Sunday 21 December 2014

Resolutions Before the New Year



I am not a fan of the ‘New Year Resolution’, I just never saw the point in it. If you are going to resolve to do something then do it, here and now, don’t wait for some social convention to come along once a year; that is just procrastination!

When it comes to doing things I try to get on and do them once I’ve made up my mind that way. I do agree that there is often a certain amount pf preparation involved in many undertakings. That is just common-sense. If you want a successful outcome to what you are going to do then you have to pay attention to the not so interesting stuff, like organization, research, logistics, etc. This part of any activity is not my favourite but I console myself with the reminder that it is not going to last, that it will pass and that it will lead to me doing the thing that I’ve set my mind to do; the enjoyable bit in other words.

Where is all this leading? It is leading me to resolving to getting my writing back on track. I have had a major interval of not being able to do very much at all. It is not just the writing either, although that is the most important aspect to me, there is also the social side of making your presence felt as an author through the internet.

It takes time to get your name known, and your face if you care to put it out there, but all that work can be undone by an unplanned absence. Personally I found it very frustrating to be forced into a kind of hiatus caused by building work and the subsequent redecoration that followed, but I am not complaining. It happened, it was necessary and my wife is very happy with the end result, which makes me happy too. My working environment is still not perfect because the Christmas holidays have arrived but I love Christmas so I am going to embrace all the work, I am responsible for the Christmas decorations and I cook as well, the interruptions of family visits and getting together with friends, the lack of a routine, and all that is best in the festive season.

Most of all I am resolved at this time of year to get my writing career back on track!

I will be doing this in as positive a way as I can, simply because I am a very positive kind of person. I made a resolution once to write a book and I did it…twice! I resolved to fly an aeroplane and I did that as well. I did not wait for New Year to come round to make these resolutions, I committed myself when they occurred to me and I the very idea of them excited me.

The point is that life can pass you by in the waiting. Two weeks ago I said good bye to someone and did not see them again for four days. At the end of that interval I discovered that this person had died suddenly and unexpectedly. This is not the first time that something like this has happened to someone I have known but it reinforces the realisation of how fragile life is all the more powerfully. I love life and I love living it, even when it hurts.

I may never write an international bestseller or see one my books turned into a movie or be lauded by the intelligentsia but I don’t do anything for those kind of reasons. I write because I love telling a story, using words to craft a tale, entertaining people. I draw and paint because I love losing myself in the creation of an image. I cook because it brings pleasure to my wife. I socialise because it gives pleasure to me to spend time with family and friends, including those I never really get to see across the internet. I live life because it is all we ever have, this very moment, right here and right now, and we can lose it in a split second. I wear an ankh to remind me of this fact.

Next year there are many things that I am resolved to do but I am not going to wait until one minute into January 2015 to commit myself to doing them; I’ve already made that decision. I choose to live life now and pass through the mundane to reach those highpoints that become our memories tomorrow.

◆ LISTED ENTRIES
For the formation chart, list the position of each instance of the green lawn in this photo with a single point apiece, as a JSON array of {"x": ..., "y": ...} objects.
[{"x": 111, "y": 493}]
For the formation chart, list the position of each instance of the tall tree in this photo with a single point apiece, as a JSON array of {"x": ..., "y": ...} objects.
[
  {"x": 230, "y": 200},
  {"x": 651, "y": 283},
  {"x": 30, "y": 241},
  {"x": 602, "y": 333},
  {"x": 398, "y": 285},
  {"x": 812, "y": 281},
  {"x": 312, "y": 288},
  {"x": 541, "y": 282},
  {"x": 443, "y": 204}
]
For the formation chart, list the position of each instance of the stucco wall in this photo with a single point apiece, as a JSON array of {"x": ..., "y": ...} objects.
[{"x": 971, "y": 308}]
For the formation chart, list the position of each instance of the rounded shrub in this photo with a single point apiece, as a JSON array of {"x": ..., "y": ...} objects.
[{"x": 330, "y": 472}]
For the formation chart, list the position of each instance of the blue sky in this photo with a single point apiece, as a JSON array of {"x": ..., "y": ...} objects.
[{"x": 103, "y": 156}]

...

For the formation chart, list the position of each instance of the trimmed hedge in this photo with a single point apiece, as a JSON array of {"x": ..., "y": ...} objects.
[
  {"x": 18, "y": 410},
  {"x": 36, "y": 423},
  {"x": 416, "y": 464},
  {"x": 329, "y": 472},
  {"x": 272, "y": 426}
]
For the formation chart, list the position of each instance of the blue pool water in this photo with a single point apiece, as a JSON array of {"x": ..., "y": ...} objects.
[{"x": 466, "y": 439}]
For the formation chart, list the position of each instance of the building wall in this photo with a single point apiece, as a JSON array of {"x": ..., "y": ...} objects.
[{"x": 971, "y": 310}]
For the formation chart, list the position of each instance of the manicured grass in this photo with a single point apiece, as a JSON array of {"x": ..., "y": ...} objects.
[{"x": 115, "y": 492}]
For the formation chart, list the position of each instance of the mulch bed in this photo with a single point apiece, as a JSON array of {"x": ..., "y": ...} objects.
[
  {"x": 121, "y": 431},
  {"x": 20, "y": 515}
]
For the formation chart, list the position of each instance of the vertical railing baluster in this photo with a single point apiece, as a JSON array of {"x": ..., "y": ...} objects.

◆ PROBLEMS AND TASKS
1. Can you transcribe the blog post on resolutions from "Sunday 21 December" up to and including "is just procrastination!"?
2. How would you go on with the blog post on resolutions from the point where it stops?
None of the entries has anything to do with the blog post on resolutions.

◆ RESULTS FOR EACH TASK
1.
Sunday 21 December 2014

Resolutions Before the New Year



I am not a fan of the ‘New Year Resolution’, I just never saw the point in it. If you are going to resolve to do something then do it, here and now, don’t wait for some social convention to come along once a year; that is just procrastination!

2.
Monday 15 December 2014

Can I Get Back to Writing Now?!

Up to the end of August everything was going swimmingly. I was putting the finishing touches to the manuscript for Rapture for Ravens and feeling very good about it. Also, I had started work on my third novel Eugenica, which has nothing to do with Saxons or Vikings whatsoever. The writing was flowing, I was feeling all creative, everything looked good, and then September arrived!

The thing about September was that we had to have some building work done by a company called Bricks and Mortar, local builders. Our house was built in 1910 and needed some serious maintenance and these guys came in and did a fantastic job, absolutely no complaints there. They were totally professional but the thing about building work is that it causes disruption by its very nature.
Now don’t get me wrong, I am not looking for sympathy here, I knew what we were getting into when we started, I just didn’t realise that the work would go on for so long and have such a massive impact on my writing!

The same week that Bricks and Mortar finished work on the exterior of the house the carpenter arrived to rip up the floorboards in three downstairs rooms and replace them with something more structurally sound and do the job properly. He only finished last week! Again, that is not a complaint. Les the carpenter is a very skilled craftsman and a very amiable gent, he took his time because he cares about what he does and he does it to a high standard. Also my wife kept finding him extra little jobs to do, which delayed him somewhat.

As Les was finishing the woodwork Jim the painter arrived. He’s also a great guy who takes pride in his work even though it is not what he wants to spend the rest of his life doing. Jim is still here working on the hallway, the last room to require his attention.

Since September we have lived in a house that had furniture moving around as if beset by hyperactive poltergeists! We spent a lot of time living in the bedroom because there was no room downstairs! It was by accident that we disappeared to Barcelona for a break in the middle of all this, but a happy one at that.

During all this time my writing simply dried up. There was not a lot of time to begin with but when I did get the odd hour here and there I found everything covered in dust, the rooms felt cold and cramped; I lacked inspiration! I also started to feel disillusioned because I hardly wrote anything; sort of a Catch-22 situation I think.

Today, however, marks a change in all this. The woodwork is mostly finished, just a few odd jobs left. The painting is also almost finished. New furniture is now arriving and we are reclaiming the rooms back in time for Christmas. Suddenly I feel like writing again and my wife understands, in fact she wants me to sit down at my keyboard and start work once more. There’s one big clean up to do before Christmas and then when I sit down to write again it’s going to be in a warm, comfortable, clean, family environment without a builder or carpenter or painter in sight!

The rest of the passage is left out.